** Working data follows **
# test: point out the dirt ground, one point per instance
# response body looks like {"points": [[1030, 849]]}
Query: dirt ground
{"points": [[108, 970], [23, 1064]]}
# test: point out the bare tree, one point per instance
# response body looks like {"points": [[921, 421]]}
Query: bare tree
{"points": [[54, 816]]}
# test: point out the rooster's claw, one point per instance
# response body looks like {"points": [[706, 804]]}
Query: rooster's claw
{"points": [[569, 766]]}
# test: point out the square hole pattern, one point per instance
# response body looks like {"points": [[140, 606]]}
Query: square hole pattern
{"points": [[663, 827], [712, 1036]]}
** End of Working data **
** Working data follows **
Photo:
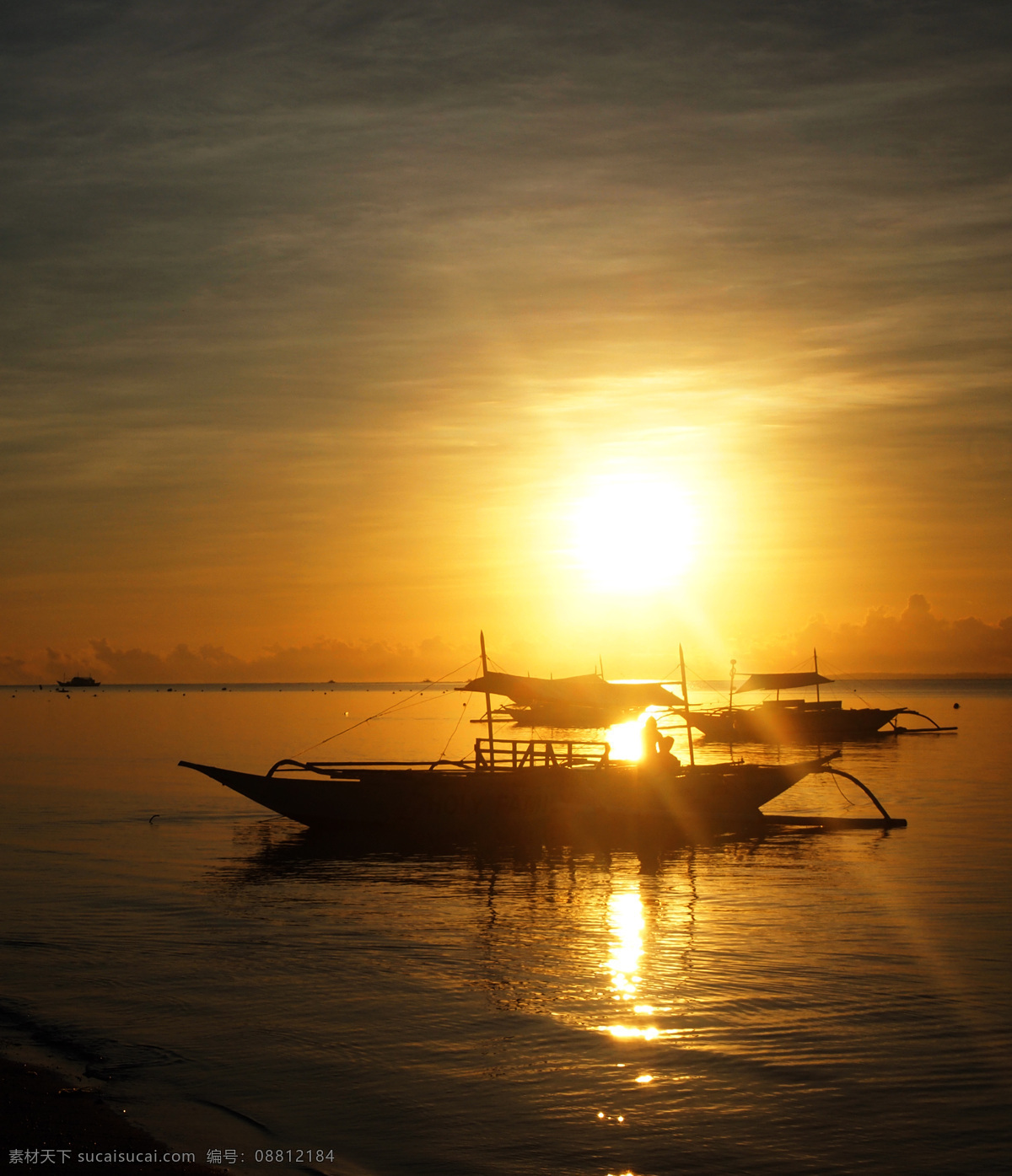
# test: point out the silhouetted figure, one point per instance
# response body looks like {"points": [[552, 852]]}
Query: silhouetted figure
** End of Working data **
** Working data follows **
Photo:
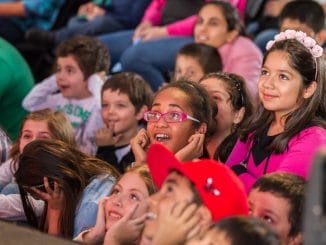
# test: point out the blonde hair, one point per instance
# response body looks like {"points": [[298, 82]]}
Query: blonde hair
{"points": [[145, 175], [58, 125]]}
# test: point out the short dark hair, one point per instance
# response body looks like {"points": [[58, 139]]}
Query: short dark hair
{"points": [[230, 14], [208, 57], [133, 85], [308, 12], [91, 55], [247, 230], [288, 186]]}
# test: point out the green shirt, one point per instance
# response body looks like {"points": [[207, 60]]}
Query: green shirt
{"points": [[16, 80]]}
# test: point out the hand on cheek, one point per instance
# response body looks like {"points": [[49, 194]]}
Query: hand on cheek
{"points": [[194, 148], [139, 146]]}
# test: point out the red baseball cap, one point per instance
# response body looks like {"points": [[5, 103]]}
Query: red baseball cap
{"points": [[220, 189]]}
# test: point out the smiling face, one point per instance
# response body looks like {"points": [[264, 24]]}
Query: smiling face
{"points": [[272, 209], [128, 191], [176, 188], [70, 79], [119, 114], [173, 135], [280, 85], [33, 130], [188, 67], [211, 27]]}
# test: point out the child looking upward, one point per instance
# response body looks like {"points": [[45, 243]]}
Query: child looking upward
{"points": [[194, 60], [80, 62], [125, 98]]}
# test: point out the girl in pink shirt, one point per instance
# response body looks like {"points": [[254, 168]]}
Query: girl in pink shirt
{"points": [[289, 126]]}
** End of Working data **
The task: Return only the lines of the records in which the string "silhouetted" appears.

Solution to this task:
# test: point out the silhouetted figure, one point per instance
Query: silhouetted figure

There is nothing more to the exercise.